In Washington, heated judicial confirmation battles are nothing new. Sadly, partisan attacks on highly qualified nominees now seem to have infected state court nominations as well.

Earlier this month, the New Hampshire Executive Council rejected the nomination of state Attorney General Gordon MacDonald, Governor Chris Sununu’s pick for chief justice of the state Supreme Court.

Sununu nominated MacDonald from a list of finalists recommended by the governor’s nonpartisan Judicial Selection Commission. MacDonald’s nomination received unprecedented bipartisan support, including from 18 past presidents of the state bar association, three former New Hampshire chief justices, and Democratic and Republican members of the bar.

And with good reason.

MacDonald, who is widely regarded as a “lawyer’s lawyer,” is a former partner with Nixon Peabody. A graduate of Dartmouth College and Cornell Law School, MacDonald had a prestigious clerkship on the US Court of Appeals for the First Circuit (which covers New Hampshire). As state attorney general, MacDonald has received praise for his work on behalf of victims and for establishing the department’s first designated civil rights unit.

Dataset entries:
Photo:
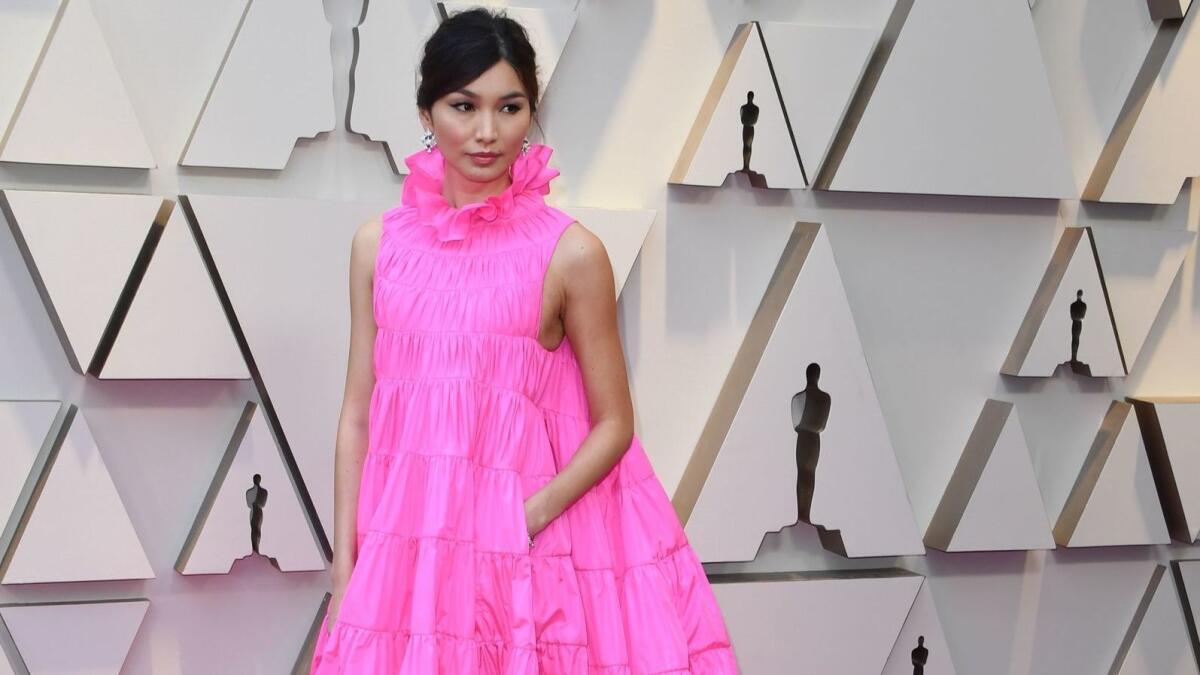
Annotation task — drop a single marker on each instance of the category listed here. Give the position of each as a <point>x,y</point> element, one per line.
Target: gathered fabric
<point>471,416</point>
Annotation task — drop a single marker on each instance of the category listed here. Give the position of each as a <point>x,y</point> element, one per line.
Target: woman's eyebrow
<point>505,97</point>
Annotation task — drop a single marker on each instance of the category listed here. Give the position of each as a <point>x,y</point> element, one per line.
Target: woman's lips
<point>484,159</point>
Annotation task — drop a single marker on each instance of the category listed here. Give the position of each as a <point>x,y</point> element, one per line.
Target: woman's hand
<point>341,575</point>
<point>539,512</point>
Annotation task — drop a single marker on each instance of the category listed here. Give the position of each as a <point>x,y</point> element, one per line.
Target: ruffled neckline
<point>423,189</point>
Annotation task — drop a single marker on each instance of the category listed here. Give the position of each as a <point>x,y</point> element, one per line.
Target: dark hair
<point>469,42</point>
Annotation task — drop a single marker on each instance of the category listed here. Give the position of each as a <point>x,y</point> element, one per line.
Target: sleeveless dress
<point>471,416</point>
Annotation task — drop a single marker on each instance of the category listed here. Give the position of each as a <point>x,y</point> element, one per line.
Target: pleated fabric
<point>471,416</point>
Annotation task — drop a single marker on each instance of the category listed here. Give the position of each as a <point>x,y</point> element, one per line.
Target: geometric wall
<point>993,501</point>
<point>274,85</point>
<point>1114,501</point>
<point>798,406</point>
<point>937,143</point>
<point>69,523</point>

Exercise 1: Summarize the passage on the MacDonald nomination in two sentences.
Exercise 2: Decide whether each statement agrees with the passage on the MacDonald nomination, answering yes or no and quoting the words of the passage that settle it: (a) MacDonald graduated from Cornell Law School. (b) The New Hampshire Executive Council approved MacDonald's nomination. (c) Five former New Hampshire chief justices supported the nomination.
Exercise 3: Carry the passage on the MacDonald nomination forward from its final sentence.
The dataset entries have nothing to do with the work on the passage about the MacDonald nomination.

Exercise output 1: The passage argues that partisan attacks on highly qualified nominees have spread to state court nominations, as shown when the New Hampshire Executive Council rejected Attorney General Gordon MacDonald, Governor Chris Sununu's pick for chief justice of the state Supreme Court. MacDonald was chosen from finalists recommended by a nonpartisan commission and drew unprecedented bipartisan support, backed by a record that includes a Nixon Peabody partnership, a First Circuit clerkship, and creating his department's first designated civil rights unit.

Exercise output 2:
(a) Yes: "A graduate of Dartmouth College and Cornell Law School"
(b) No: "the New Hampshire Executive Council rejected the nomination of state Attorney General Gordon MacDonald"
(c) No: "three former New Hampshire chief justices"

Exercise output 3:
In presenting the nomination, Sununu noted that he and MacDonald don’t always see eye to eye, but the governor praised MacDonald for his independence and commitment to the rule of law — characteristics we should want in all of our judges.

Unfortunately, extremists, who view the courts (wrongly) as instruments of social change, opposed the nomination because — wait for it — MacDonald served as a 2016 delegate for the presidential campaign of Republican Senator Marco Rubio, who opposes abortion.

Activists also objected that, in the 1980s, MacDonald worked for former US senator Gordon Humphrey, who was known for introducing pro-life legislation. (Yes, MacDonald’s juvenile opponents had the gall to question the positions of MacDonald’s former boss more than 30 years ago, when MacDonald was barely out of college.)

Anyone who understands the proper role of the courts knows that MacDonald’s previous political activity is a nonissue. The role of a judge is not to engage in politics or to make policy, but to uphold the law. Of course, every judicial nominee holds personal political viewpoints; many have even been active in party politics. But, once confirmed, judges are supposed to rise above politics. (In the federal system, life tenure insulates judges from political pressures. In New Hampshire, appointment until age 70 provides similar protection.)

Shockingly, Democratic Executive Council members saw MacDonald’s commitment to the rule of law over politics as reason not to confirm him.

“MacDonald said he would follow the law of the land as if it were a protective talisman,” complained Democratic councilman Andru Volinsky.

Volinksy, it seems, doesn’t want an independent judiciary — he wants a politically liberal judiciary, willing to impose progressive policy objectives by judicial fiat.

This is, of course, a warped view of the judicial function that undermines our democratic system in favor of rule by unelected elites.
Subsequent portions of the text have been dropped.